▸ **Source excerpt**:

★ ★ ★

Prices ending in 0 or 5 cents would stay the same; prices ending in 1 or 2 cents would be rounded down to 0; prices ending in 3 or 4 cents would be rounded up to 5; prices ending in 6 or 7 cents would be rounded down to 5; and prices ending in 8 or 9 cents would be rounded up 0. This is symmetrical.

I think eliminating the penny is a good idea. It has numerous benefits, and issues raised by its elimination are insignificant and overblown.

I often find myself either rolling up pennies and depositing them in the bank, or hoarding them so they can be used to add a few cents to a payment so that I won’t get pennies for change. In addition, vending machines, parking meters, and the like, usually do not accept pennies. The purpose of money is to facilitate trade and exchange, and the penny is not fulfilling this purpose.

In terms of value, the penny is nearly worthless. Due to inflation, the real purchasing power of any denomination of currency is declining. As it is our smallest denomination, no unit of the Canadian dollar has ever bought less than a penny.

Seigniorage is the “profit” made when the face value of currency exceeds the value of materials and costs invoked to make it. Pennies are expensive and have negative seigniorage. It costs 1.5 cents to make a penny (cite). It has been argued that once distribution costs are included, it costs 5 cents to make a penny (cite). Clearly, the mint is losing money by making it.

Even though many prices end in 99 cents, and without thinking about it much, poor would seem to lose due to widespread rounding up. This is not the case. A study found that consumers would actually have a small gain 1/20 of a cent per transaction (cite). In addition, the reason prices end in 99 cents is to exploit the psychological perception that a price of (say) $19.99 is in the $19 range, rather than the $20 range. The best way to maintain that psychological perception would be to end prices in 95 cents (making our example $19.95). Hence, in this sense the gains for consumers would be larger.

★ ★ ★

▸ **Data**:

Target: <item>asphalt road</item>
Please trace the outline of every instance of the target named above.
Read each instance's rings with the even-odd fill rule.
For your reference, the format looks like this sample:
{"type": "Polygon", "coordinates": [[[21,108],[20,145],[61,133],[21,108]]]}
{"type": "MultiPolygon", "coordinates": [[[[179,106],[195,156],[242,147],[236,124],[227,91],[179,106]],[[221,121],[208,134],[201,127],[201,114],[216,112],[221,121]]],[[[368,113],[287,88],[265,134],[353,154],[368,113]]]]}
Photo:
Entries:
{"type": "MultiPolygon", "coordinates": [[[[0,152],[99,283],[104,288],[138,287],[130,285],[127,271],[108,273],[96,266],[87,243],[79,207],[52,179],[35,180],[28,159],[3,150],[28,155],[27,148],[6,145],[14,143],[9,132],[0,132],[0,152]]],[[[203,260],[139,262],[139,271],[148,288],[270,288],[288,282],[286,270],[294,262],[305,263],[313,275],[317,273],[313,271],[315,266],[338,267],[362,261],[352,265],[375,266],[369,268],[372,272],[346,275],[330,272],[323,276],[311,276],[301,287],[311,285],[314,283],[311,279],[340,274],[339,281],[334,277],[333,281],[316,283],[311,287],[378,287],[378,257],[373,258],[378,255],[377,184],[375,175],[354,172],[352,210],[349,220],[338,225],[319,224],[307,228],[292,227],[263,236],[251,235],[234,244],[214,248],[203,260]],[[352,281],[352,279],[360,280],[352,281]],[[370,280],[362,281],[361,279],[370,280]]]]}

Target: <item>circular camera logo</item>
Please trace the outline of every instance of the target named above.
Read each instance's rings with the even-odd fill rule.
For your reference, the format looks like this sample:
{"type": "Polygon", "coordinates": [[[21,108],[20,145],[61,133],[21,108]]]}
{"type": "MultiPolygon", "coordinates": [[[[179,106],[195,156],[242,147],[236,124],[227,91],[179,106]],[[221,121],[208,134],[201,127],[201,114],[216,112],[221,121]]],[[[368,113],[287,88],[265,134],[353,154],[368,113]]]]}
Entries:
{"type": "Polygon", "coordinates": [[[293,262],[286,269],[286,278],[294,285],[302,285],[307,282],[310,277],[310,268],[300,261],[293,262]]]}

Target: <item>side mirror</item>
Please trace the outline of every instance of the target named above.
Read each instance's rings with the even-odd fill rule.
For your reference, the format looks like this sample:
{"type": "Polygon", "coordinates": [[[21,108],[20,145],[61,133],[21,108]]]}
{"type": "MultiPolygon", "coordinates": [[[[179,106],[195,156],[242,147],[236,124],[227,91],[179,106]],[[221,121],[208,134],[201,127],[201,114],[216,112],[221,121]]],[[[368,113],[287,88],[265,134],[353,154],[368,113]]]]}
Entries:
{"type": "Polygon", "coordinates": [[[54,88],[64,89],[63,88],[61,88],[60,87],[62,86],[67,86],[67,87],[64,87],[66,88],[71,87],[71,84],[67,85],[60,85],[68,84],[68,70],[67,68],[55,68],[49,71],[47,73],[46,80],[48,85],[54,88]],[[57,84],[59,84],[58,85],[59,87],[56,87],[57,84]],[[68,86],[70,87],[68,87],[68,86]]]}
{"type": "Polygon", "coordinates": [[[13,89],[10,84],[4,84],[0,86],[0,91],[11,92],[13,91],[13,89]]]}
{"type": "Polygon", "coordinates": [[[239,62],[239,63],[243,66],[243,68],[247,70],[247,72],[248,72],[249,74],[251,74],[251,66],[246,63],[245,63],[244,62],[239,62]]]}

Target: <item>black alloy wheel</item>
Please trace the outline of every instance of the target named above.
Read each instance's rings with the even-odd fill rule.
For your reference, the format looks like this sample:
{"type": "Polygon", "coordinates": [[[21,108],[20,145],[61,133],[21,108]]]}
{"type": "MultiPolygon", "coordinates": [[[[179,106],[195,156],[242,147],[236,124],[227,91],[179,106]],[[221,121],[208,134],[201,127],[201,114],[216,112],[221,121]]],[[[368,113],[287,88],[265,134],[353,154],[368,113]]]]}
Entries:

★ ★ ★

▸ **Goal**: Carry the essay on eliminating the penny forward from the point where it stops. The rows aren't needed for this.

▸ **Answer**:
Although many charities do raise funds by collecting pennies, eliminating the penny likely won’t have any appreciable impact on their fundraising. I see no reason why the nickel can’t replace the penny in this area.

Provincial sales taxes/HST/GST often lead to amounts ending in any digit. Although this is true, it won’t result in issues with eliminating the penny. First, rounding is only necessary in a cash transaction. When you use a debit or credit card, no one goes from one bank to another carrying a bag of money filled with cash from one box and dumped into another. Rather, the transaction is recorded merely through entries in the books. This exact method is used in Sweden, for example (cite). For cash transactions, the rounding can be done to the final total. A better method, however, would be for provinces to mandate that displayed prices already include taxes (as is already done for gasoline). This will create an incentive for merchants to tinker with their prices so that the final amounts end in 5 or 0 cents. Doing this will also make managing ones money easier, as it is easier to add totals that already have taxes included.

All in all, eliminating the penny has numerous advantages without significant disadvantages. It will save money for both the government and individuals, and will ease business and commerce.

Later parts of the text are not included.